Swap every occurrence of "towel ring" in the data below for "towel hook" and reproduce the data otherwise unchanged. Omit the pictures from your answer.

(Contour labeling data)
# # # # # # #

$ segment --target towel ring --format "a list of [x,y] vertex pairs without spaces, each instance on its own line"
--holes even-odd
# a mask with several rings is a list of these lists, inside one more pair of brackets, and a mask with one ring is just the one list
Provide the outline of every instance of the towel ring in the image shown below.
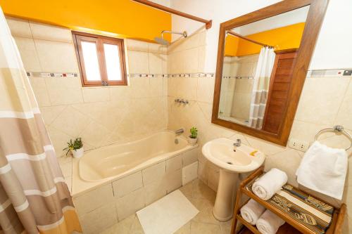
[[347,131],[344,130],[344,126],[341,125],[336,125],[336,126],[334,126],[333,128],[327,128],[327,129],[324,129],[319,131],[318,132],[318,134],[315,135],[315,140],[318,141],[318,136],[319,136],[319,134],[320,134],[321,133],[322,133],[323,131],[338,131],[338,132],[340,132],[340,133],[344,134],[346,136],[347,136],[351,141],[351,145],[348,148],[345,149],[346,151],[348,150],[352,147],[352,136],[351,136],[350,134],[348,134]]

# # # # # # #

▶ _Response to this task_
$ segment --target towel hook --format "a list of [x,y] vertex pairs without spaces, each instance on its own line"
--holes even-odd
# a mask with several rings is a list of these lists, inside one more pair of brackets, and a mask with one ring is just the one list
Provide the outline of every instance of the towel hook in the image shown below.
[[347,131],[344,130],[344,126],[341,125],[336,125],[336,126],[334,126],[333,128],[327,128],[327,129],[324,129],[319,131],[318,132],[318,134],[315,135],[315,140],[318,141],[318,136],[319,136],[319,134],[320,134],[321,133],[322,133],[323,131],[338,131],[338,132],[340,132],[340,133],[344,134],[346,136],[347,136],[351,141],[351,145],[348,148],[345,149],[346,151],[348,150],[352,147],[352,136],[351,136],[350,134],[348,134]]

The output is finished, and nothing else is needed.